YOUR TASK:
Copy each entry below exactly as it reads.

SOURCE DATA:
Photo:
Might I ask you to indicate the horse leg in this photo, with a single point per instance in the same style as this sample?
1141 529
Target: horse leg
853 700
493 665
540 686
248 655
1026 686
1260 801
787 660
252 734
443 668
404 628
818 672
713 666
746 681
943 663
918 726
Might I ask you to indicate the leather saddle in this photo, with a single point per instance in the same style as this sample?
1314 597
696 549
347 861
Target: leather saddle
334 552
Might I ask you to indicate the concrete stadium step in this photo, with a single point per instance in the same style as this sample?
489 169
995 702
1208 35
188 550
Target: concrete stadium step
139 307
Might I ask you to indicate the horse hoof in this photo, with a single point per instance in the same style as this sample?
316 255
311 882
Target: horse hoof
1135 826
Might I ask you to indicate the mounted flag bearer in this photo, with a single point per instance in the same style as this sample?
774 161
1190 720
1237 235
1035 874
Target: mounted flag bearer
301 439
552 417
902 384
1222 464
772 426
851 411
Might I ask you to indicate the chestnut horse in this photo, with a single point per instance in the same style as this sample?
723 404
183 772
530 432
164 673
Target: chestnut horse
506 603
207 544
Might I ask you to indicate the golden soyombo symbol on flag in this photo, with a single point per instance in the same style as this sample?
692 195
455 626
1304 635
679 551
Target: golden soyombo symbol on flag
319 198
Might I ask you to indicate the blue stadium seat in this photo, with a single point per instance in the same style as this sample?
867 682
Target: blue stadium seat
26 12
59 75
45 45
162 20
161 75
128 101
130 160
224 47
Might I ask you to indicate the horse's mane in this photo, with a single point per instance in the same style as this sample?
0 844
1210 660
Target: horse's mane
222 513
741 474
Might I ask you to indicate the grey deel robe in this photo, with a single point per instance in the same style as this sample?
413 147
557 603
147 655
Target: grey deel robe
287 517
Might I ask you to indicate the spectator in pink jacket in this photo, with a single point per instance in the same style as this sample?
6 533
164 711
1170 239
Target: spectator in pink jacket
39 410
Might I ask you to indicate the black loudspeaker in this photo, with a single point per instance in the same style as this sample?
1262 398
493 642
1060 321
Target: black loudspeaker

RESULT BELOW:
Photo:
Might I ask you to indicate the horse leg in this photo, with a single point per instance in the same style as this sample?
1141 529
Target: horse leg
853 700
493 665
540 686
248 655
1026 686
1260 801
787 660
252 734
443 668
404 628
818 672
713 666
746 681
943 663
918 726
Might I ask you to indicate the leather saddle in this photo, with a single point per instance in the same style as this sample?
1314 597
696 549
347 861
Target: leather saddle
334 552
Might I ask you to indicate the concrete stadium step in this photo, with a single point per instance in the same style as this sample?
489 169
995 702
1208 35
188 550
Target: concrete stadium step
139 307
Might I ask you to indicate the horse hoof in this photo, with a single point per instance in the same style as this sample?
316 255
311 882
Target: horse hoof
1135 826
Might I ask you to indicate the mounted flag bearer in this photo, with a single point per instance in the same style as this sample?
774 161
1190 720
1237 235
1035 874
Target: mounted flag bearer
301 439
552 417
902 384
1222 464
772 426
851 411
Might I ask you to indicate the chestnut horse in this photo, with a single point per instance in the same style as this sample?
723 404
183 772
530 432
164 673
Target: chestnut horse
506 603
207 544
Might I ask you to indicate the golden soyombo symbol on flag in this photo, with a single point per instance in the same style as this sample?
692 195
455 626
1304 635
679 551
Target: golden soyombo symbol on flag
319 198
Might I ask you to indicate the blue stadium seat in this photo, with a single point per instance in the same style as this sample?
867 682
Target: blue stadium seat
26 12
59 75
45 45
162 20
161 75
128 101
130 160
224 47
Might I ask you to indicate the horse's mane in this photo, with a single point per instance in the same style as this sample?
0 844
1210 660
Target: horse's mane
222 513
741 474
Might I ask you to indicate the grey deel robe in this photo, with a single point per instance in the same style as this sample?
413 147
557 603
147 655
Target: grey deel robe
287 517
Might I ask you to indicate the spectator in pink jacket in this photo, with a single point per instance in the same style as this sample?
6 533
164 711
1170 239
Target: spectator in pink jacket
39 410
Might I ask you to indicate the black loudspeaker in this photo, with a single point per instance in the same style as this sample?
1262 398
493 642
1060 321
Target: black loudspeaker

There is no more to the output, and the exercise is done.